Task description: In the forum thread on string literal types below, which version of Foo would be invoked if the file encoding is 32-bit?

Given passage:
## start
For all other cases too, (that is, the decorated string literals,) the compiler has to know what the width "really" is, (i.e. character width of the source file,) before it can "cast" the literal into the desired width (i.e. that of the decoration).
November 11, 2005
"Derek Parnell" <derek@psych.ward> wrote ...
> On Fri, 11 Nov 2005 10:51:29 -0800, Kris wrote:
>
> [snip]
>
>> Given the above, I can't think of a /common/ situation where casting
>> would
>> be thus be required.
>
> void Foo(wchar[] x) { . . .}
> void Foo(dchar[] x) { . . .}
>
> Foo("which encoding to use here?");
>
>
> The example above would fail under those rules as the literal would be assumed to be char[].

Ahh. GW made a suggestion in the other thread (d.learn) that would help here. The notion is that the default type of string literals can be implied through the file encoding (D can handle multiple file encodings), or might be set explicitly via a pragma of some kind. I think the former is an interesting idea.

If the compiler were to use such a 'default' type, in conjunction with determining potential type-overrides via the literal content (the presence of 16- or 32-bit characters), then I think the system would be robust.

Your example could be handled appropriately via the default string-literal type, as described above. That is, if the file-encoding is 16-bit, the wchar[] version would be invoked. If 32-bit, then the dchar[] version would be invoked. If the file is ASCII, the compiler would generate an error ~ a developer /should/ cast ASCII literals in such exceptional cases, where there is no matching ASCII (char[]) signature. On the other hand, the compiler would know exactly how to route string literals in the vast majority of cases.
## end
Provided information:
## start
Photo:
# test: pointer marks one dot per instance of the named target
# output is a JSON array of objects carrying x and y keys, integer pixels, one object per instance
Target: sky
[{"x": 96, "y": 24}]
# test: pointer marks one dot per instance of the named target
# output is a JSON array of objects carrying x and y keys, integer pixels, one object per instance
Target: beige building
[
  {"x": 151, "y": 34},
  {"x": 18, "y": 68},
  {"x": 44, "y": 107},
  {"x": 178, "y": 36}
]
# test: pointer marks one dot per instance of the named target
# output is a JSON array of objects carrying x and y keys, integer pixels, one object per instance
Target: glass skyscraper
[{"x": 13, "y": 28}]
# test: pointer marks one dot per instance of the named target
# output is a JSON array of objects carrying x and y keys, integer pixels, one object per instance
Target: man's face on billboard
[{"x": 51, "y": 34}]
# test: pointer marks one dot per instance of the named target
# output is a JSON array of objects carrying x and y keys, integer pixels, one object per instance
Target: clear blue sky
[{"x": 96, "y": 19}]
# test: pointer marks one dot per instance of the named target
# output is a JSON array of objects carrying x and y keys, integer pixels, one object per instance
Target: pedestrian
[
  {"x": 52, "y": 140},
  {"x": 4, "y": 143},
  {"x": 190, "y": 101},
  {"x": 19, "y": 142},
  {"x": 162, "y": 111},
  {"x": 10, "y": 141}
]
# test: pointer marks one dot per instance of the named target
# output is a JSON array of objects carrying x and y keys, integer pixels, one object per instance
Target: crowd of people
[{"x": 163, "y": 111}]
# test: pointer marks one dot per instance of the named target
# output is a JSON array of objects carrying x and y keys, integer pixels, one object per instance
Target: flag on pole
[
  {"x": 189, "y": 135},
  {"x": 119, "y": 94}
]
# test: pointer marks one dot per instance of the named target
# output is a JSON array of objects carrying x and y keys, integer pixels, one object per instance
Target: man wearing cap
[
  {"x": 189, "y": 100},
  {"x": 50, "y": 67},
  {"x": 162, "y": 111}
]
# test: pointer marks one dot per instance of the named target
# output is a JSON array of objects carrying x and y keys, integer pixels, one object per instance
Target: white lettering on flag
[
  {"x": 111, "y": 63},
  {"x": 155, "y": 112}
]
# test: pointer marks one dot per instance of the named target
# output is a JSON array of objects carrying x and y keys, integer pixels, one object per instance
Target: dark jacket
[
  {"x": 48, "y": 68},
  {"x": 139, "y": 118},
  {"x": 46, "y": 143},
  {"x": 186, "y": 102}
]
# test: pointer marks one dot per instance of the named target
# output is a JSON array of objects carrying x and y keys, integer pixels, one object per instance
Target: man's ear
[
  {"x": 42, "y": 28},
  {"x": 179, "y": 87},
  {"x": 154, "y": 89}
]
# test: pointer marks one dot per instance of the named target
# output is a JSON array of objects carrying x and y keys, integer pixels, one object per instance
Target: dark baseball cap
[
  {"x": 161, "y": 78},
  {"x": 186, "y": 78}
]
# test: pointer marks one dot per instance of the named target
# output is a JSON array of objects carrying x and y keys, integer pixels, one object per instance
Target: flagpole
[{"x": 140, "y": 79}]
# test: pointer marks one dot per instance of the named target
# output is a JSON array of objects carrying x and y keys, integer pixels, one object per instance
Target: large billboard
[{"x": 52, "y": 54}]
## end
Worked solution: The dchar[] version would be invoked.